--- BEGIN ---
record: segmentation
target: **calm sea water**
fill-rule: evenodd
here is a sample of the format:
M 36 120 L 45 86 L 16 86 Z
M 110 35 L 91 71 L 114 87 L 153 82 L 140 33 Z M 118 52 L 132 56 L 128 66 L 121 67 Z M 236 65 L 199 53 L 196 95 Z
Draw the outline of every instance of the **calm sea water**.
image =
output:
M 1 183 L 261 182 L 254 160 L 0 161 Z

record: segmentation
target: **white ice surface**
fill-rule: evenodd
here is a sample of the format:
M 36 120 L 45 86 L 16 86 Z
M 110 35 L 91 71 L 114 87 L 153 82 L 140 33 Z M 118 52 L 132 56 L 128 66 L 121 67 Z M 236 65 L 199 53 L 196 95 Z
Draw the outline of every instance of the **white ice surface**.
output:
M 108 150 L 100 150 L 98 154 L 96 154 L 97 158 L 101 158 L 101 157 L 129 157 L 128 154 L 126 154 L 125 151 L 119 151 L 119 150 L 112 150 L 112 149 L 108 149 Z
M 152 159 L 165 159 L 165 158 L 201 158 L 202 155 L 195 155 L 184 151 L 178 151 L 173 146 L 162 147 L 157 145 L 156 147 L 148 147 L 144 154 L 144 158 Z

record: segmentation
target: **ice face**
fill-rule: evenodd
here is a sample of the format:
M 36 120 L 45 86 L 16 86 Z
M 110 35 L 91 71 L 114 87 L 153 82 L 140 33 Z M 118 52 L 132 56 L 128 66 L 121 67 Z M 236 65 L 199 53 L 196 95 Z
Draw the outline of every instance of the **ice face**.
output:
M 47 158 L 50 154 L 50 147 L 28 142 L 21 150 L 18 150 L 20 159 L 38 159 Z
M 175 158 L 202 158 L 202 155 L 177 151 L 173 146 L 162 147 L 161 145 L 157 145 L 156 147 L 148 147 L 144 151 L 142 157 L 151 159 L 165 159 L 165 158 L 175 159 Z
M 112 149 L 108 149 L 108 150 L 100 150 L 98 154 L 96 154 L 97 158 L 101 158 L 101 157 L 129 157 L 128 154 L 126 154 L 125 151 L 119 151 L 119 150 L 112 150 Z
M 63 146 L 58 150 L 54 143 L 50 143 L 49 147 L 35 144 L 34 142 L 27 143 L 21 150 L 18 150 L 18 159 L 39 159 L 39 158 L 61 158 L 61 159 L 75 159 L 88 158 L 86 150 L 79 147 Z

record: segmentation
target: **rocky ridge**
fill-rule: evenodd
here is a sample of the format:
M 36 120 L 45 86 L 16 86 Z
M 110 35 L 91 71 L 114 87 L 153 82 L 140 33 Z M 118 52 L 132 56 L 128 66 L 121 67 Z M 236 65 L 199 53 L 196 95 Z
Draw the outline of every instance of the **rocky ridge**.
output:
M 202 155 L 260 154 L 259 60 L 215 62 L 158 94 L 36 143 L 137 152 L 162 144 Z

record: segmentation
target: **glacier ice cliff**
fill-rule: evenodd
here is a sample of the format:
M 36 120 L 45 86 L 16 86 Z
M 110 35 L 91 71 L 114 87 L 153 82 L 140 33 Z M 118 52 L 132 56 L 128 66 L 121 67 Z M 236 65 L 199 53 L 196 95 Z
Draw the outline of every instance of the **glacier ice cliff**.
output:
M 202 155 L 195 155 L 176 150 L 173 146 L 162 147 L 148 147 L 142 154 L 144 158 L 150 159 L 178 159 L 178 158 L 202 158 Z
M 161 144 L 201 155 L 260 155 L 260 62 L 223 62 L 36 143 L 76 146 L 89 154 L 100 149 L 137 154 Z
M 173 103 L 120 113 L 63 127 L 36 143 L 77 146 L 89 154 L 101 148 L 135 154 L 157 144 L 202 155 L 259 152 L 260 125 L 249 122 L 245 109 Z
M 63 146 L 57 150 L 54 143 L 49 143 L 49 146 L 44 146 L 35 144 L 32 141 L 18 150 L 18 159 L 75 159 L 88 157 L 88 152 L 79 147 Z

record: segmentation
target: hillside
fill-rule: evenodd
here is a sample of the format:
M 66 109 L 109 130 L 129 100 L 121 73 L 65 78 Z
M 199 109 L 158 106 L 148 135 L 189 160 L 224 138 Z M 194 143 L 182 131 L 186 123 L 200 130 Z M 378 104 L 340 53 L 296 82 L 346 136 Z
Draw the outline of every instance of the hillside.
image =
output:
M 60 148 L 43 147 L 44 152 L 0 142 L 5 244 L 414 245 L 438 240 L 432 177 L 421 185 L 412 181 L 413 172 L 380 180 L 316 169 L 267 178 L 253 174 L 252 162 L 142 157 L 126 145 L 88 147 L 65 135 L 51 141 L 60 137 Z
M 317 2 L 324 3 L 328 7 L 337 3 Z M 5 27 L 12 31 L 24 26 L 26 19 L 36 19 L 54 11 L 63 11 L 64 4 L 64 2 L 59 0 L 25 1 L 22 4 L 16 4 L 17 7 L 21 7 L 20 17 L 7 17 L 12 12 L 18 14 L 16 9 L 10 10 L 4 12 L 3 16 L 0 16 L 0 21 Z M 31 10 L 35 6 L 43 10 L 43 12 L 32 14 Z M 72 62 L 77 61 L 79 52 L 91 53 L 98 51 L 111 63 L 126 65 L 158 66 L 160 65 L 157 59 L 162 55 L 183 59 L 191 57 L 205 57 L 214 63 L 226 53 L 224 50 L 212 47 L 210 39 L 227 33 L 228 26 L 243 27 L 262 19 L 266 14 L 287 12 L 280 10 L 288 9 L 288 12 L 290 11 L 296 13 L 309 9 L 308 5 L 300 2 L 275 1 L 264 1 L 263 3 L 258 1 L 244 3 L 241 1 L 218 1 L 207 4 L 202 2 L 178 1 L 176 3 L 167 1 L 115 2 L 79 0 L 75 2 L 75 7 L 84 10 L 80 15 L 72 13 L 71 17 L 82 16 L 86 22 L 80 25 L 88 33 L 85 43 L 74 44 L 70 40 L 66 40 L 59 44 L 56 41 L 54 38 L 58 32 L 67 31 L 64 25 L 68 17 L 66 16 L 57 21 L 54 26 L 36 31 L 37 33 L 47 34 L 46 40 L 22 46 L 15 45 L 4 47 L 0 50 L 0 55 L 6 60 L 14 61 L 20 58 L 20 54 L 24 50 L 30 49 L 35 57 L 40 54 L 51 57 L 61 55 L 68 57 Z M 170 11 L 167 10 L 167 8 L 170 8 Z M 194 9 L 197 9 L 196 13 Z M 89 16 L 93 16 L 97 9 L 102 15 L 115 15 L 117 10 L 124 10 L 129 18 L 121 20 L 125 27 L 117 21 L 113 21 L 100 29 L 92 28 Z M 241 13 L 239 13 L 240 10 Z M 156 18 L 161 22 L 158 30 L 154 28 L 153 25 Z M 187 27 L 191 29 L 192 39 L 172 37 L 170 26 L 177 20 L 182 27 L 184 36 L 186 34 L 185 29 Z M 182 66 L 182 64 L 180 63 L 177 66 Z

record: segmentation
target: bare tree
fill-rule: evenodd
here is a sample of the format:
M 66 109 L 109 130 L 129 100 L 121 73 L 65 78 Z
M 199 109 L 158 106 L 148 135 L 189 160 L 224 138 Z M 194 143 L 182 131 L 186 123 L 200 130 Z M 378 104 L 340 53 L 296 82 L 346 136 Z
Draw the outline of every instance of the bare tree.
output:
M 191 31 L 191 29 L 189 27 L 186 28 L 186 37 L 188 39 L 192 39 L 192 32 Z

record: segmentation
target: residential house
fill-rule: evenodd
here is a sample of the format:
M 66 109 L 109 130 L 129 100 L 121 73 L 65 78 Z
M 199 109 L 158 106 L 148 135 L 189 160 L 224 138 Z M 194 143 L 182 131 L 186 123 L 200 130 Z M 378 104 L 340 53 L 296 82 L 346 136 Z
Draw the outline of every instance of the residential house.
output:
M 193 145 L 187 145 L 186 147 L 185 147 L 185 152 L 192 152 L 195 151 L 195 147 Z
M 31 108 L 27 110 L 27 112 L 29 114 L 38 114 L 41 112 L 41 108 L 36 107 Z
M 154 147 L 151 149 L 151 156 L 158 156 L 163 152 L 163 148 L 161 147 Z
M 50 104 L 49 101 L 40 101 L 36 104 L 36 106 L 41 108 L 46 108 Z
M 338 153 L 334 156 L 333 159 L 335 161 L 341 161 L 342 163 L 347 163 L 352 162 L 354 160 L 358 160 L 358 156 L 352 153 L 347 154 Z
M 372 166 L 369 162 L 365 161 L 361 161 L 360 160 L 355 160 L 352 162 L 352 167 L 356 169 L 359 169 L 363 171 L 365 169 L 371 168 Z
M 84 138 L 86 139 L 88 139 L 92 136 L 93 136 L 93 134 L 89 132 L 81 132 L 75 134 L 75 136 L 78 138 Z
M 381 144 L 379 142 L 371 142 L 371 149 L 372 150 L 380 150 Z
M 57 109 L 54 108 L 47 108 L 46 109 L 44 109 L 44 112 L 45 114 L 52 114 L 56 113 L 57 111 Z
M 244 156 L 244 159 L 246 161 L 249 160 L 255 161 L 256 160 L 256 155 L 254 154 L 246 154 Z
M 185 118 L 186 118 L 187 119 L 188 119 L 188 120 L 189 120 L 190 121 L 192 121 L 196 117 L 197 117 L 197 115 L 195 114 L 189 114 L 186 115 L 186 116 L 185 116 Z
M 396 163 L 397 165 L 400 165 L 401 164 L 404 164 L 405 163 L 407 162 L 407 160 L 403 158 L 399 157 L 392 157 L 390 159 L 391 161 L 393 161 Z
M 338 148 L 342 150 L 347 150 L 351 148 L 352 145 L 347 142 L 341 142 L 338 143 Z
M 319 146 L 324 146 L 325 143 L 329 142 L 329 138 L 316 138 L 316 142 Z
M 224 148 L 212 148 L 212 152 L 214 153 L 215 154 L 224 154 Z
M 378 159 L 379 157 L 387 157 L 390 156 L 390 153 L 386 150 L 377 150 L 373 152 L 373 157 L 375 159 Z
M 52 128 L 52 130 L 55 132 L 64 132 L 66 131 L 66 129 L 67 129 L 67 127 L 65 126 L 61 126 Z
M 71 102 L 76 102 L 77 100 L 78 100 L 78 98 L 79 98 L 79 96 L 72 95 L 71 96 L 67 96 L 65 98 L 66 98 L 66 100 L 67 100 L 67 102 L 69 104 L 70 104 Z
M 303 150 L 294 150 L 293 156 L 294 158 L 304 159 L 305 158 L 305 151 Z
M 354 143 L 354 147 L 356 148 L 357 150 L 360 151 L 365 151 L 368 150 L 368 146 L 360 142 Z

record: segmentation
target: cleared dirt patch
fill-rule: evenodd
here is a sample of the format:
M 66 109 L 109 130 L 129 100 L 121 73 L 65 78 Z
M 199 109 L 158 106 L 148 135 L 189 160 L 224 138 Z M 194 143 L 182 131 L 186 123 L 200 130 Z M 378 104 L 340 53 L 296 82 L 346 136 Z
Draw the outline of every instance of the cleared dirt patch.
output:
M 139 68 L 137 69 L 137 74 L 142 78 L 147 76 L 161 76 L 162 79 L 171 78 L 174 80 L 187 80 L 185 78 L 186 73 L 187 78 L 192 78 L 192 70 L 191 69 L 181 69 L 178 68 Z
--- END ---
◆ **WHAT IS REQUIRED**:
List each line of the rows above that contains the string "water", treating uppercase and lowercase as different.

◆ **ANSWER BELOW**:
target: **calm sea water**
Draw the outline of every instance of the **calm sea water**.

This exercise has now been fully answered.